Exercise requirements:
Report back every line below that carries the word "glass".

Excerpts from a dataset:

* * *

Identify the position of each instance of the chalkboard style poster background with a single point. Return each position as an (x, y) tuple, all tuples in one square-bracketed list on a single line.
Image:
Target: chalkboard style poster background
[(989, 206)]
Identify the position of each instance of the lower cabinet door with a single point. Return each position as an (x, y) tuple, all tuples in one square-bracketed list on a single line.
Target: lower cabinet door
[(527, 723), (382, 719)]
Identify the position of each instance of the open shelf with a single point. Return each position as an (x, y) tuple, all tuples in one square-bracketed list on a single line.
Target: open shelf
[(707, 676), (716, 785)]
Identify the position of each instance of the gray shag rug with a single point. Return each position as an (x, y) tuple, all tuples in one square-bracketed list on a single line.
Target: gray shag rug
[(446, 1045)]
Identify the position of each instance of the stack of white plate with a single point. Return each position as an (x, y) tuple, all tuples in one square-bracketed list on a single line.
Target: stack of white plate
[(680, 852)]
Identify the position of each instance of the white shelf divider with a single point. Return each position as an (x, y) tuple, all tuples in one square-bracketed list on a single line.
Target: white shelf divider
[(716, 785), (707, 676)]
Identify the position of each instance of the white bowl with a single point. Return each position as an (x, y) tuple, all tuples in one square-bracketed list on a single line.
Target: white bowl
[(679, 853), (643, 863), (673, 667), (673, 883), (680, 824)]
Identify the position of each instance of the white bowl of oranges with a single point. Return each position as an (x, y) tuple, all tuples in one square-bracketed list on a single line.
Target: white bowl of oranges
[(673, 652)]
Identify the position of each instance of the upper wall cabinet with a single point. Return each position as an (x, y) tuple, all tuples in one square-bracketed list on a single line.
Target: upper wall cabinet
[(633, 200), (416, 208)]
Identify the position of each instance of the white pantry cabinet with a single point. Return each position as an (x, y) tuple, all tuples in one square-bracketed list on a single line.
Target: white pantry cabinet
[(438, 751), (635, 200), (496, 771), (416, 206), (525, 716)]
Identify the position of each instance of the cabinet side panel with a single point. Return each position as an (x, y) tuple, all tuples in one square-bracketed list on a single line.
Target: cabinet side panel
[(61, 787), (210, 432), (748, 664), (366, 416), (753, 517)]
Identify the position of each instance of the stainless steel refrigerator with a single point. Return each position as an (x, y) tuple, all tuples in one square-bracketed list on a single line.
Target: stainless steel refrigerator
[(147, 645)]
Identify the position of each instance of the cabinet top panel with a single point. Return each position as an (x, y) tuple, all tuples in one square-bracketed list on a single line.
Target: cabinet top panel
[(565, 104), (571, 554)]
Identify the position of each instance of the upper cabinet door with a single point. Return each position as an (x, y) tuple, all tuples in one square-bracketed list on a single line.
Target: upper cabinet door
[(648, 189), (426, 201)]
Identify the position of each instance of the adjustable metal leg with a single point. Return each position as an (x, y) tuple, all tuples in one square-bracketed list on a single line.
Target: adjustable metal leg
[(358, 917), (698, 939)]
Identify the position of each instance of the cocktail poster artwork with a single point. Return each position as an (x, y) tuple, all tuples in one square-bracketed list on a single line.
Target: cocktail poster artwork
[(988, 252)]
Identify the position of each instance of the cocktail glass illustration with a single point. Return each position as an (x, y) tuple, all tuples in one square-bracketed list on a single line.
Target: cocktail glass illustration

* * *

Reply to the task:
Identify the position of each instance of the cocktail glass illustration with a single point. Return each position as an (x, y) tuple, all tuples in one square-bracketed list on a single line.
Target: cocktail glass illustration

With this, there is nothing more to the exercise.